[Items from a dataset]
>> Begin

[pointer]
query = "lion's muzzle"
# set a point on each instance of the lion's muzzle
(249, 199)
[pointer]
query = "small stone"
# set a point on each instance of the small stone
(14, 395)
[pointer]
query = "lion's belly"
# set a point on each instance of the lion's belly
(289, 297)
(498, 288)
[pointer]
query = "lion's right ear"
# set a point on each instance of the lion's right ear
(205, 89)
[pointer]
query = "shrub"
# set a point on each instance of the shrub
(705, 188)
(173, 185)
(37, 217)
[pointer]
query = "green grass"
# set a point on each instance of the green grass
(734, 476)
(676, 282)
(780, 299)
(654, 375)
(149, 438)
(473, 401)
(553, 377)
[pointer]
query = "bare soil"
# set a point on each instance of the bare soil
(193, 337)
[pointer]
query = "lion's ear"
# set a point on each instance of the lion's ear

>> End
>> Begin

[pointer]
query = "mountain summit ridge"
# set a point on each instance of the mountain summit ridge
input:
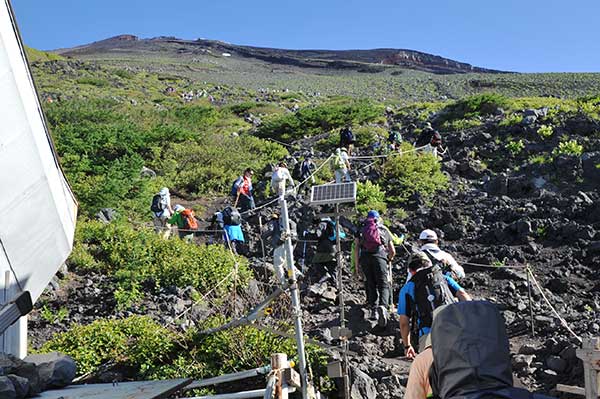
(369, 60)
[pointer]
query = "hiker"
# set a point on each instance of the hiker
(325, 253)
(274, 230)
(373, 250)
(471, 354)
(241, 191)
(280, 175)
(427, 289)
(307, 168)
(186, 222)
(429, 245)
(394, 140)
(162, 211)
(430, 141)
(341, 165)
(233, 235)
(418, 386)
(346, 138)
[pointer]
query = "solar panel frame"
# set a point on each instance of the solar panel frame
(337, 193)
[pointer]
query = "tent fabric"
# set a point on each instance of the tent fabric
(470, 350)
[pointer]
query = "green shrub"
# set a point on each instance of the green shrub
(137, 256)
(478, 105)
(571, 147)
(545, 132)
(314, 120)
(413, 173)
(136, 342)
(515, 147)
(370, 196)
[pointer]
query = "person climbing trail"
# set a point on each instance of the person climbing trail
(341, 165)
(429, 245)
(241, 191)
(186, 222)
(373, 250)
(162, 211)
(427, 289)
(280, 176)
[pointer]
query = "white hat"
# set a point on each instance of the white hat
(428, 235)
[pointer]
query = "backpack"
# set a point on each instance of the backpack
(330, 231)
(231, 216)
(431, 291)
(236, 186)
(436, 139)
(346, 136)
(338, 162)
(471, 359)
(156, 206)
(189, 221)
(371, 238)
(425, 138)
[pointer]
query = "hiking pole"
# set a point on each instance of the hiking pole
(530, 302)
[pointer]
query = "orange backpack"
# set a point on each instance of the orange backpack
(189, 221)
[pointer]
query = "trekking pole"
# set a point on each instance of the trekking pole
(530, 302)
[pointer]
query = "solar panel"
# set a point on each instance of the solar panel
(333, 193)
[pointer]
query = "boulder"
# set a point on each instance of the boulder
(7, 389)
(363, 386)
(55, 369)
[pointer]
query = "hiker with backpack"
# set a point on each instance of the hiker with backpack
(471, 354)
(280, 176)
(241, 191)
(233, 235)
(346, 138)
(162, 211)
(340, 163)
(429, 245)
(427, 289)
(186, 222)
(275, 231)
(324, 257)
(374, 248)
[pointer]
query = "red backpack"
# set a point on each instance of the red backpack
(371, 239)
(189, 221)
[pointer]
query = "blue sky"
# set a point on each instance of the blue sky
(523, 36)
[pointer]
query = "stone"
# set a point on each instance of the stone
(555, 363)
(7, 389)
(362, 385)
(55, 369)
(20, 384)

>> End

■ Exercise description:
Pull out each line of the items above that contains the word "person". Capitalization matters when matching.

■ Written solution:
query = "person climbing trail"
# set a point on each instance of the person climbing trail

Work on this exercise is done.